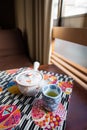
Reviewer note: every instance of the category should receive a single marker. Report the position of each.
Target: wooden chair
(78, 36)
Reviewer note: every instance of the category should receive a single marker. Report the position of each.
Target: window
(74, 7)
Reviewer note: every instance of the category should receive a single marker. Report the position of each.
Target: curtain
(35, 20)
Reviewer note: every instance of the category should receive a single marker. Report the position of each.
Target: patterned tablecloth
(31, 114)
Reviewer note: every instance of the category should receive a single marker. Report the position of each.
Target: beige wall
(20, 14)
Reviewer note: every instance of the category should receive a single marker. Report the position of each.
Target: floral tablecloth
(31, 113)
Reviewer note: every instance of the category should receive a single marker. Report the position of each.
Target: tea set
(29, 83)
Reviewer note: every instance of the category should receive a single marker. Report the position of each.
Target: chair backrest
(68, 37)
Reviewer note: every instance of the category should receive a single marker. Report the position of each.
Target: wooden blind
(76, 35)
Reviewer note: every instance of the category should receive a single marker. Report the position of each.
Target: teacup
(51, 95)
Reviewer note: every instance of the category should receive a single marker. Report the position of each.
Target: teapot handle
(36, 65)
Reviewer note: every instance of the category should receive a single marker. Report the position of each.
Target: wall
(78, 21)
(7, 17)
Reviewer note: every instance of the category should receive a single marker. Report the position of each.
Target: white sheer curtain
(34, 17)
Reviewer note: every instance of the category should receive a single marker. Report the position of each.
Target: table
(77, 111)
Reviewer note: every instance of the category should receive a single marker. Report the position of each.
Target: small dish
(51, 95)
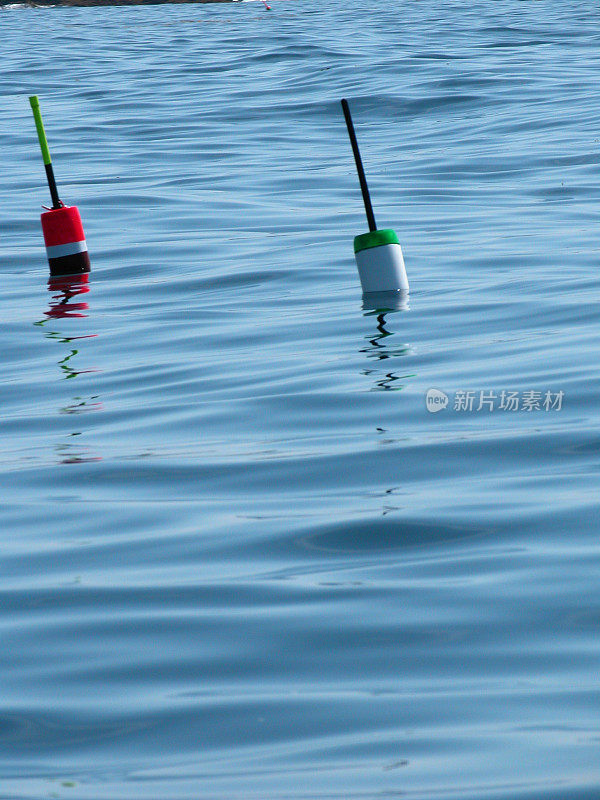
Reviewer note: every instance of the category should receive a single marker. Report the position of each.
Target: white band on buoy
(380, 262)
(60, 250)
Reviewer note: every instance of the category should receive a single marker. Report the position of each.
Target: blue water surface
(240, 557)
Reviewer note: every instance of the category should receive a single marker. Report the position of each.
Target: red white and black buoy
(64, 238)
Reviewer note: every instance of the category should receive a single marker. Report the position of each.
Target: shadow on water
(380, 305)
(67, 303)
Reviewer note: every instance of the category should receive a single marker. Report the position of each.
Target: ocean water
(240, 556)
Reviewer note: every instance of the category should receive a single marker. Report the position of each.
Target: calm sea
(241, 557)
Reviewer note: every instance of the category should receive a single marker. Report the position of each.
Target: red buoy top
(62, 226)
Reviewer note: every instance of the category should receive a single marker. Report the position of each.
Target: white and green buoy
(378, 253)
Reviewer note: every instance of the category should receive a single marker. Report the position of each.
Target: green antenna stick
(37, 115)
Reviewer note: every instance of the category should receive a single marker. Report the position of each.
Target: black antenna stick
(359, 167)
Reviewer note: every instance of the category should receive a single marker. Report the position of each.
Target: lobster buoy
(61, 225)
(378, 253)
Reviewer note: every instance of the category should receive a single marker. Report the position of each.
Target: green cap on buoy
(375, 239)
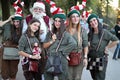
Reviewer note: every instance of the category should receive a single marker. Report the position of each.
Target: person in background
(4, 22)
(25, 50)
(96, 31)
(52, 40)
(83, 20)
(38, 12)
(11, 34)
(117, 31)
(81, 39)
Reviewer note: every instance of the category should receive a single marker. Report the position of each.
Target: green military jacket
(107, 37)
(67, 44)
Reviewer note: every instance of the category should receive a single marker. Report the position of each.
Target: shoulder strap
(100, 40)
(60, 41)
(28, 42)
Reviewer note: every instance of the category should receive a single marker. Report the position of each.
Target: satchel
(10, 53)
(33, 66)
(96, 64)
(54, 62)
(75, 59)
(54, 65)
(1, 49)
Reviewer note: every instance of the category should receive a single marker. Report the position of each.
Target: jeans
(117, 52)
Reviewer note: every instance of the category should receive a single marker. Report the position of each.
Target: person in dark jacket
(117, 31)
(95, 52)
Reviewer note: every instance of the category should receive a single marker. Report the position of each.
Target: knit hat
(40, 5)
(72, 12)
(59, 13)
(91, 16)
(18, 7)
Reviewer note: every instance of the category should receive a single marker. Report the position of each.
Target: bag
(10, 53)
(96, 64)
(33, 66)
(1, 50)
(54, 65)
(75, 59)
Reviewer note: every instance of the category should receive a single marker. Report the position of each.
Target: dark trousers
(117, 52)
(29, 75)
(99, 75)
(9, 69)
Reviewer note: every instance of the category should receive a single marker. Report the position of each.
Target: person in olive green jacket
(11, 34)
(67, 44)
(81, 38)
(95, 52)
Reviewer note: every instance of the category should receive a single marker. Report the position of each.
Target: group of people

━━━

EXERCISE AIM: Transcribe the listing above exactly, leaving every picture out.

WRITTEN RESPONSE:
Reviewer note: every instance of the category should receive a single marker. Report the position of each.
Target: wooden chair
(78, 36)
Reviewer note: every instance of the category should receive a single marker. Report the position of each.
Target: window
(74, 7)
Reviewer note: every instance of the category should receive a single marker. Report the position of each.
Target: curtain
(35, 20)
Reviewer note: every instance of the category should receive a single marker. Report the position of each.
Target: patterned tablecloth
(31, 114)
Reviewer note: every instance of the category should receive a single marker. Report the position of each.
Target: beige wall
(20, 14)
Reviewer note: every instance of the category should receive a single marker. Report the position of each.
Target: floral tablecloth
(31, 113)
Reviewer note: every instance of the category should receive a single marker. Report the position of each.
Target: tea set
(29, 83)
Reviewer note: every instance of the category should receive a single marker. Report the position of each.
Target: chair backrest
(68, 37)
Reviewer note: every instance of the category should receive a single marker. Report the position of each.
Target: wooden blind
(76, 35)
Reviewer note: every instance of the category should receive a single marker. Report the position of each.
Target: teacup
(51, 95)
Reviewer note: every instance of the category should receive a single marker. Report the position of each.
Target: teapot handle
(36, 65)
Reviewer note: every instance of the category should receive a single marker. Report the position of each.
Target: wall
(78, 21)
(7, 17)
Reviewer note: every instance of the category should receive a single marker. Report the position of each.
Target: white sheer curtain
(34, 17)
Reviewer note: every instance of the category should receive a single marker. Report the position of each.
Target: table
(77, 111)
Reviewer note: every instance of the category should receive a single marker. Report the position of each.
Target: small dish
(51, 95)
Reviewer note: every instance of the category should receive a single marker. Report the position of each.
Target: white band on buoy
(380, 262)
(60, 250)
Reviewer note: every instance of the category should receive a single marker. Report the position of each.
Target: blue water surface
(240, 557)
Reviewer note: every instance of the category should receive a single marker. Report the position of each.
Target: red white and black buoy
(64, 238)
Reviewer note: every instance of the category should receive a single marker. Report the position of each.
Target: shadow on water
(380, 305)
(67, 303)
Reviewer note: every instance of the category should receive a single marker. Report the position of each.
Target: ocean water
(240, 556)
Reviewer note: every instance of the category should receive a single marker. Report the position of each.
Target: calm sea
(241, 557)
Reviewer note: every instance of the category should receive a single marker. Report the position of each.
Target: red buoy top
(62, 226)
Reviewer note: every instance of the category should receive a single marker. Report the position of each.
Target: white and green buoy
(378, 253)
Reviewer note: every instance of the category should receive a single marker. Report the position of each.
Target: green antenna stick
(37, 115)
Reviewer note: every instance of the category should receive a single marker. Report the position of each.
Target: black antenna stick
(359, 167)
Reviewer note: every instance of the category should receive a single marker. Report the position of each.
Target: lobster buoy
(61, 225)
(378, 253)
Reviewer note: every instance of the category should receive a single marker. Report the position of each.
Target: green cap on buoy
(375, 239)
Reviewer note: every instance of the category should receive a single marker. Report the position of each.
Target: person in background
(4, 22)
(25, 50)
(96, 31)
(52, 40)
(83, 20)
(38, 12)
(11, 34)
(117, 31)
(81, 39)
Reviewer note: every instance of the category should receive a single marker. Report the position of each.
Target: green military jacket
(107, 37)
(67, 44)
Reviewer note: every instance of the category should receive a single marker. Report the position of each.
Target: shoulder strap
(100, 40)
(60, 41)
(28, 42)
Reviewer note: every instance of the category should receive a single marker. Report the position of each.
Target: satchel
(10, 53)
(33, 66)
(96, 64)
(54, 62)
(75, 59)
(54, 65)
(1, 49)
Reviewer note: every instance of the category should receive a single marker. Report the position of each.
Target: jeans
(117, 52)
Reviewer note: every instance of the category should receive a single marker. Report the position of each.
Target: person in dark jacket
(117, 31)
(95, 52)
Reviewer note: every instance of the category should receive a single marker. Report the position of each.
Target: knit hat
(40, 5)
(72, 12)
(59, 13)
(91, 16)
(18, 7)
Reviewer note: every instance of the category should receive a single marker. Report the position of each.
Target: bag
(10, 53)
(96, 64)
(33, 66)
(1, 50)
(54, 65)
(75, 59)
Reviewer note: every instance of the category should receive a single marker. Report the position of each.
Target: dark trousers
(117, 52)
(29, 75)
(99, 75)
(9, 69)
Reviewer note: every instance of the category should receive a single marker. Report the position of each.
Target: person in olive green jacket
(11, 34)
(67, 44)
(81, 38)
(95, 52)
Reviewer note: every instance of the category should receive a single marker. Report the position of each.
Target: group of people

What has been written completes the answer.